▶ **Available data**:
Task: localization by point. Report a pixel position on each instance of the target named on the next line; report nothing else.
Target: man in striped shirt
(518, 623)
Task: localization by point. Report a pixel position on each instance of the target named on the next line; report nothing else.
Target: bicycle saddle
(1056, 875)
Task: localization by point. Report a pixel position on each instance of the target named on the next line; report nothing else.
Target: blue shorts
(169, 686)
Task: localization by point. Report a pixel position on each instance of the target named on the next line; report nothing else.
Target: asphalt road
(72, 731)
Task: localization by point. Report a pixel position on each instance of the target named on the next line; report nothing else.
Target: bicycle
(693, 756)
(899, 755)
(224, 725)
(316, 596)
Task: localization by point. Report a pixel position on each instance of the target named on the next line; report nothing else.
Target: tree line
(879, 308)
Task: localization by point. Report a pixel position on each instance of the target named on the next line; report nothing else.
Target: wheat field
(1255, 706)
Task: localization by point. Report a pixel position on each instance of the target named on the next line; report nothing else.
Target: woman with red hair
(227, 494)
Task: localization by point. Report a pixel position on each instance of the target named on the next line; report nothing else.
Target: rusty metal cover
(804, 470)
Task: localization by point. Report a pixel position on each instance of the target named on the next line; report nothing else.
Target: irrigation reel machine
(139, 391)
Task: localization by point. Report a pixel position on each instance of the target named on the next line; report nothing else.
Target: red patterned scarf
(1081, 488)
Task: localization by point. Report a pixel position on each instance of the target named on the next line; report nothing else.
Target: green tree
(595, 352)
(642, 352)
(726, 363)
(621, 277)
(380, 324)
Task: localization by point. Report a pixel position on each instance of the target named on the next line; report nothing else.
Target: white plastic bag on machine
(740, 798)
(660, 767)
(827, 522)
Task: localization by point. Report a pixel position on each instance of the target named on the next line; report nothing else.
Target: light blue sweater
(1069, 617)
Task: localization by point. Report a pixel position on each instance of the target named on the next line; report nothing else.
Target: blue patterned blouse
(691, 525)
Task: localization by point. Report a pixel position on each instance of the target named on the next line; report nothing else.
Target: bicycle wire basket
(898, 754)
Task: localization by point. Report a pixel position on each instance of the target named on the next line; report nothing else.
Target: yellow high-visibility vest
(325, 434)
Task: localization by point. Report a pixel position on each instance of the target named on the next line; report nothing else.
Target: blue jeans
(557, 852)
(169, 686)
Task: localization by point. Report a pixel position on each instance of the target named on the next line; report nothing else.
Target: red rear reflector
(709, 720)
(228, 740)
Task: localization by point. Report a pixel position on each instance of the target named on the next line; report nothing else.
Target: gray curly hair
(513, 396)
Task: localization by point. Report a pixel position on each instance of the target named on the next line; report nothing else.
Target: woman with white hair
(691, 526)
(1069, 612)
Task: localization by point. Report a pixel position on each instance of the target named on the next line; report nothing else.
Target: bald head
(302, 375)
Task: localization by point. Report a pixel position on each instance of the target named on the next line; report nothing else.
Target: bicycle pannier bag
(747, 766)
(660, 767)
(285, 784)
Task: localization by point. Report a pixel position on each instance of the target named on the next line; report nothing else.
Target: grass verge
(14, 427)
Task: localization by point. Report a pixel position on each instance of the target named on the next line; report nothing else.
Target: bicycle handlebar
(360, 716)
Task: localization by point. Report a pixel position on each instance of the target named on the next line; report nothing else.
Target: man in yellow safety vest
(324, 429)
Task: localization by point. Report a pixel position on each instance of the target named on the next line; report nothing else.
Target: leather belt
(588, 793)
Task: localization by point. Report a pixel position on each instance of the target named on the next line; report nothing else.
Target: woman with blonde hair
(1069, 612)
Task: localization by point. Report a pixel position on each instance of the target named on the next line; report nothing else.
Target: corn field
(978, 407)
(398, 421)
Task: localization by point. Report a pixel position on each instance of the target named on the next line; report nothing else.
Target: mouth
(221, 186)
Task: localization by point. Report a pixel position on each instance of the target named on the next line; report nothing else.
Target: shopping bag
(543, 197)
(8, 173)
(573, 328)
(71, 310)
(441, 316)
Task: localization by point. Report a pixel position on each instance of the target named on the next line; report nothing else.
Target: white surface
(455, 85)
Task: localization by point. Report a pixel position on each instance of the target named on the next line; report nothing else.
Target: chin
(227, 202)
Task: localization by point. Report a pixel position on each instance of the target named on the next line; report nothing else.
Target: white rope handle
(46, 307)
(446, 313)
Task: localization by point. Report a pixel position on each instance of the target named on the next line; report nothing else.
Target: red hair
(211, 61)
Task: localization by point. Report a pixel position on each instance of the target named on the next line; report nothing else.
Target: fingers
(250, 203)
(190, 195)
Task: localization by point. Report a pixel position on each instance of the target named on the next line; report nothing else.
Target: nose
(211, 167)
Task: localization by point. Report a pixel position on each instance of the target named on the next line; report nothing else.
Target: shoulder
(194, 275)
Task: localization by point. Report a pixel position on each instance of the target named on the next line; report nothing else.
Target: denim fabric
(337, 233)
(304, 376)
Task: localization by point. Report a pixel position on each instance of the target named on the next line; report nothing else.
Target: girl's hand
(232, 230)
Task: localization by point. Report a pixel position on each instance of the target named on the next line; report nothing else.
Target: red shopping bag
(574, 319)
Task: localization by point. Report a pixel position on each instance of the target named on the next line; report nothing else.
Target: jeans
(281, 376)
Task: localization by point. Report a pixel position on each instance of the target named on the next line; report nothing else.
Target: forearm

▶ **Work task**: I would like you to return every entry exactly, with nothing changed.

▶ **Output of the exercise**:
Task: localization by point. Report a pixel position on each instance of the target named on the next line; report nothing else.
Target: man in striped shirt
(518, 623)
Task: localization by point. Report a pixel position on each instance of the target named on the next line; report nothing else.
Target: bicycle saddle
(1056, 875)
Task: localization by point. Report a pixel position on each instance of the target named on the next line; report nothing else.
Target: blue shorts
(169, 686)
Task: localization by point. Report a pixel position on each instance of the target named on the next line; report nothing else.
Target: asphalt road
(72, 731)
Task: localization by point. Report a pixel position on each instance of the target named on the next line; report nothing else.
Target: bicycle
(693, 756)
(899, 755)
(224, 725)
(316, 596)
Task: localization by point. Report a pixel position on each instance of the target named on the next line; report nothing else.
Target: tree line
(879, 308)
Task: localization by point. Report a pixel position on each instance of the target named on the next line; report nothing else.
Target: wheat field
(1255, 706)
Task: localization by point. Report a pixel position on each instance of the target named on the next line; report nothing else.
Target: woman with red hair
(227, 494)
Task: localization by point. Report a pixel position on each instance of the target named on the next line; report nothing else.
Target: rusty metal cover
(804, 470)
Task: localization by point. Report a pixel position on each instance of the target named on the next line; report nothing else.
Target: irrigation reel machine
(139, 391)
Task: localization by point. Report a pixel position on each instance of the target named on the next line; report nothing else.
Target: red patterned scarf
(1081, 488)
Task: localization by point. Report a pixel position on each instance of the target named on the next line; report nothing else.
Target: green tree
(595, 352)
(642, 352)
(726, 363)
(621, 277)
(380, 324)
Task: localization by point. Report a pixel position on each instance of the target named on the next line; report nothing else.
Target: white plastic bag on machine
(740, 798)
(660, 767)
(827, 522)
Task: localization by point. Report a pixel position on each instance of the target named on the next line; report nothing else.
Target: light blue sweater
(1069, 617)
Task: localization by point. Report a pixel position on each instance of the target named on the next line; report nothing else.
Target: blue patterned blouse
(691, 525)
Task: localization by point. Report a pixel position on each instance of the target named on the next line; report nothing else.
Target: bicycle wire basket
(898, 754)
Task: localization by point. Report a pixel position on each instance of the target named on the next line; report nothing else.
Target: yellow high-visibility vest
(325, 434)
Task: localization by point. Report a pixel position on each instance of the target named on the next line; report nothing else.
Target: blue jeans
(557, 852)
(169, 686)
Task: localization by point. Report a pixel position on each instance of the target named on the next line; report nothing else.
Target: red rear reflector
(709, 720)
(228, 740)
Task: localization by point. Report a pixel position on each instance of the target named on the next line; report nothing else.
Target: gray curly hair
(513, 396)
Task: localization by point. Report a pixel position on each instance of the target named on the next line; report nothing else.
Target: woman with white hair
(691, 526)
(1069, 612)
Task: localization by point. Report a pixel position on each instance of the target named on the next line; report nothing else.
Target: bald head
(302, 375)
Task: localization by point. Report a pixel position on each instance of the target named on the next line; report nothing else.
Target: bicycle pannier bag
(747, 766)
(660, 767)
(285, 784)
Task: localization by point. Report a pixel position on each instance of the target named on the next line; report nothing else.
Target: grass verge
(14, 427)
Task: localization by point. Report a pixel position on each instance of the target named on the next line; report nothing else.
Target: bicycle handlebar
(360, 716)
Task: localization by point. Report a pixel position on each instance of the target named on the next line; report nothing else.
Target: man in yellow safety vest
(324, 429)
Task: localization by point. Report a pixel position on each instance of the target named on the next line; report nothing else.
Target: leather belt
(588, 793)
Task: localization by point. Report a pixel position on each instance of the target named on the next line; report nothing else.
Target: woman with blonde hair
(1069, 612)
Task: localization by point. Report a pixel position on each instance of the target named on the next line; report nothing else.
Target: corn field
(978, 407)
(398, 421)
Task: localization by point. Report a pixel position on each instance of the target named on the next line; report nothing else.
Target: mouth
(221, 186)
Task: localization by point. Report a pixel position on each instance of the target named on the next line; report nothing else.
Target: shopping bag
(543, 197)
(8, 173)
(573, 328)
(71, 310)
(441, 316)
Task: localization by point. Report a pixel position on each instance of the target named on the next line; report nothing else.
Target: white surface
(455, 85)
Task: localization by point. Report a pixel position on each instance of the target named on the next line; report nothing else.
Target: chin
(227, 202)
Task: localization by point. Report a pixel position on each instance of the target named on the next line; report nothing else.
Target: white rope handle
(46, 307)
(446, 313)
Task: localization by point. Report a pixel position on each instance of the target named on the next line; report nothing else.
Target: red hair
(211, 61)
Task: localization by point. Report a pixel position on each instance of the target named on the next line; report nothing else.
Target: fingers
(250, 203)
(190, 195)
Task: localization by point. Report a pixel position on each instance of the target named on the next line; report nothing else.
Target: nose
(211, 167)
Task: localization by point. Report a pixel position on each instance of the target named on the next line; report nothing else.
Target: shoulder
(194, 275)
Task: localization by point. Report a pixel position on each instance of the target named on the next line; report nothing else.
Target: denim fabric
(337, 233)
(304, 376)
Task: localization by point. Report a pixel position on each instance of the target named on the next line; report nothing else.
Target: girl's hand
(232, 230)
Task: localization by point. Report a pixel position on each instance of the target named on the next line; report nothing else.
Target: red shopping bag
(574, 319)
Task: localization by point. Report a pixel position on each instance of the target named on the next line; report nothing else.
Target: jeans
(281, 376)
Task: localization by point. Report a pixel position on each instance of the target named on the next line; report nothing else.
Target: forearm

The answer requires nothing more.